Each line below has to be output exactly, from first to last.

____

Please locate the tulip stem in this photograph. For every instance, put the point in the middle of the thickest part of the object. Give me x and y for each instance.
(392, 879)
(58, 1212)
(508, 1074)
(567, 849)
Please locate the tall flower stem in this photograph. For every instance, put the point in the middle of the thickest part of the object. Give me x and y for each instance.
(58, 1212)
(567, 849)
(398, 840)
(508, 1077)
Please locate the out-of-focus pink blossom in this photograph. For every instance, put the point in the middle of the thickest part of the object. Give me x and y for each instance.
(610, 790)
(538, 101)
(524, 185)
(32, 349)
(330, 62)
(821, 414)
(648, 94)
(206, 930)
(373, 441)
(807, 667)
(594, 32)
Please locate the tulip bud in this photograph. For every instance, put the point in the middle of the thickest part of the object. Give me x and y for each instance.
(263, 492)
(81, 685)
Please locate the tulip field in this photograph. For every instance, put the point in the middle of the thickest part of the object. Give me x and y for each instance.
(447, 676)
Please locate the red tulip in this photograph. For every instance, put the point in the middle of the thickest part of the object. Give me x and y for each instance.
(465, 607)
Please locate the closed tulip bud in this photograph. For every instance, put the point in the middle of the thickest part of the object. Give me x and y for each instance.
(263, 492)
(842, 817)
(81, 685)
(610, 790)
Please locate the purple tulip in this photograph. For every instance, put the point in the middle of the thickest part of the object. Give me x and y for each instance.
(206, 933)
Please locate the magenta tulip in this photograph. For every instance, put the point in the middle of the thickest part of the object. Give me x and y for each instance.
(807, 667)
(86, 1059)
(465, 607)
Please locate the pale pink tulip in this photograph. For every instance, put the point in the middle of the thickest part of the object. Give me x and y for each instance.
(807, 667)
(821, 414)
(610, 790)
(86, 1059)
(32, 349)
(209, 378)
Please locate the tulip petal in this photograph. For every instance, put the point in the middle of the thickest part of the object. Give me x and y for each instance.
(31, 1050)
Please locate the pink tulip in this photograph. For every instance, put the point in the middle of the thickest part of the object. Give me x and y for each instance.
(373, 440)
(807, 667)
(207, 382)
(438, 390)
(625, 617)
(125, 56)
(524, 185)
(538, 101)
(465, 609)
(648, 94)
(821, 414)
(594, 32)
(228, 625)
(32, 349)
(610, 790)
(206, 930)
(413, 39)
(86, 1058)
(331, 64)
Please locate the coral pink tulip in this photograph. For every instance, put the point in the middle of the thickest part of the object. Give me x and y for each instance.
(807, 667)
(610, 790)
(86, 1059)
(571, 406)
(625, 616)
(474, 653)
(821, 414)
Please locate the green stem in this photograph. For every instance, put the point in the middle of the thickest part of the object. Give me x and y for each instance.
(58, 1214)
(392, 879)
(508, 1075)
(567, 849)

____

■ **RESPONSE AREA**
Please locate the tulip stem in this photograph. For every instance, put the point in the middle of the thickest part of the object. Give me x and y for each instance.
(392, 879)
(58, 1212)
(508, 1074)
(567, 849)
Please locate the tall flower stem in this photograph. For every instance, put the point in the middle of the thickest part of the object. Give me x and y for each instance.
(58, 1212)
(567, 849)
(398, 840)
(508, 1077)
Please locate the out-of-focus pink blossom in this photograph. For every instance, put the point in the middle of the thickest part of the object. Give me x and y for each instance.
(610, 790)
(538, 101)
(524, 185)
(32, 349)
(330, 62)
(821, 414)
(648, 94)
(206, 930)
(373, 441)
(807, 667)
(594, 32)
Please locate the tulip bud in this photograph. For every instance, put the point in the middle of the thickest part of the object. Give me x and y for each instance.
(263, 492)
(81, 685)
Please locate the tulip field in this photograph. For every instance, put the point in the middle of the thickest part of the object. Give me x and y for each instance.
(447, 676)
Please locate the red tulip in this photograph. For every instance, put the point in the middle of the thickest part of the object. Give me x and y for each instance.
(465, 607)
Please locate the closed tulip bud in this photograph. For every instance, put the point in the middle of the thickest part of the object. Give me x and y for each instance.
(263, 492)
(842, 817)
(81, 685)
(610, 790)
Please locate the purple tulip in this photograph. For every instance, put the point in the middle of the thickest part of the object. Give me x and y for each instance.
(206, 933)
Please locate the magenta tulip in this photograph. For every instance, put the point in the middle of the thickest part of the object. Give me x and y for each instance.
(807, 667)
(86, 1059)
(465, 607)
Please locate the pale pink tulip in this photograph. For every instance, put the point in the middle of the thickest part of the object. Give me x and y for each instance.
(807, 667)
(821, 414)
(610, 790)
(86, 1059)
(32, 349)
(209, 378)
Please locate the tulip petal in this photograph. For every instance, put the point in the middle of the thickest part of the object. Give me x and y for each instance.
(31, 1050)
Please locate the pink tulip in this photograph. For every instance, put the point in the middle of the thickest part of the object. Give me x and y for each instance.
(373, 440)
(807, 667)
(207, 382)
(438, 390)
(625, 617)
(125, 56)
(524, 185)
(538, 101)
(465, 609)
(648, 94)
(821, 414)
(594, 32)
(228, 625)
(32, 349)
(610, 790)
(206, 930)
(413, 39)
(86, 1058)
(331, 64)
Please locate the coral pink tulip in this photograph. For every instance, put the point in the middle of the thickest part of the object. Give me x and y for each instance.
(807, 667)
(610, 790)
(86, 1059)
(571, 406)
(625, 616)
(474, 653)
(821, 414)
Please locate the green stem in this photograph. For every instance, put the point in the middle of the thickest part of the object. Give me x and y for each instance.
(58, 1214)
(392, 879)
(508, 1075)
(567, 849)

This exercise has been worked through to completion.